Location labeling records

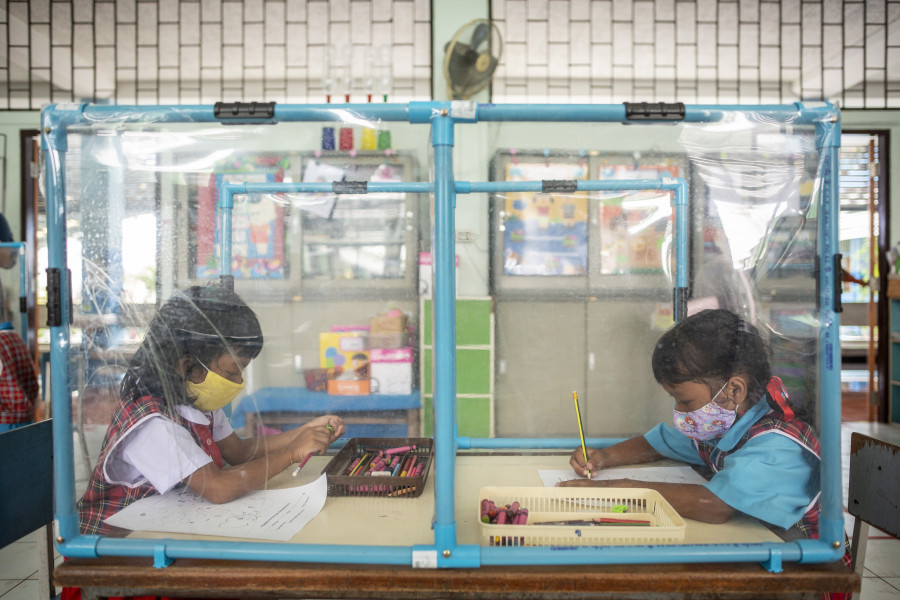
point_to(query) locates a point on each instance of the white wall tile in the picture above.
(61, 31)
(147, 24)
(558, 21)
(274, 65)
(210, 11)
(126, 51)
(360, 19)
(853, 24)
(190, 23)
(833, 11)
(40, 46)
(317, 13)
(769, 64)
(253, 45)
(623, 10)
(83, 45)
(580, 10)
(749, 45)
(875, 12)
(537, 42)
(403, 22)
(623, 44)
(61, 73)
(728, 30)
(706, 44)
(790, 45)
(790, 11)
(875, 48)
(83, 11)
(168, 43)
(253, 11)
(296, 45)
(686, 23)
(274, 23)
(105, 22)
(644, 31)
(601, 21)
(665, 44)
(812, 24)
(665, 10)
(644, 56)
(125, 11)
(580, 42)
(537, 10)
(686, 62)
(769, 24)
(211, 45)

**Problem statement**
Render every line of the listing as a numbered list, skipping blank lines and leaving out the pictures.

**Task result**
1. point_to(query) locates a point on each instance of the white wall tile in the picture above.
2. (61, 31)
3. (147, 24)
4. (558, 21)
5. (274, 65)
6. (210, 11)
7. (126, 51)
8. (360, 19)
9. (853, 24)
10. (190, 23)
11. (833, 11)
12. (40, 46)
13. (317, 13)
14. (769, 64)
15. (253, 45)
16. (623, 10)
17. (83, 45)
18. (580, 10)
19. (749, 45)
20. (875, 12)
21. (537, 42)
22. (403, 22)
23. (623, 44)
24. (61, 73)
25. (728, 30)
26. (706, 44)
27. (790, 45)
28. (790, 11)
29. (875, 48)
30. (83, 11)
31. (168, 43)
32. (253, 11)
33. (296, 45)
34. (686, 23)
35. (274, 23)
36. (105, 22)
37. (644, 31)
38. (601, 21)
39. (665, 44)
40. (812, 24)
41. (665, 10)
42. (644, 56)
43. (125, 11)
44. (580, 42)
45. (537, 10)
46. (686, 62)
47. (769, 24)
48. (211, 45)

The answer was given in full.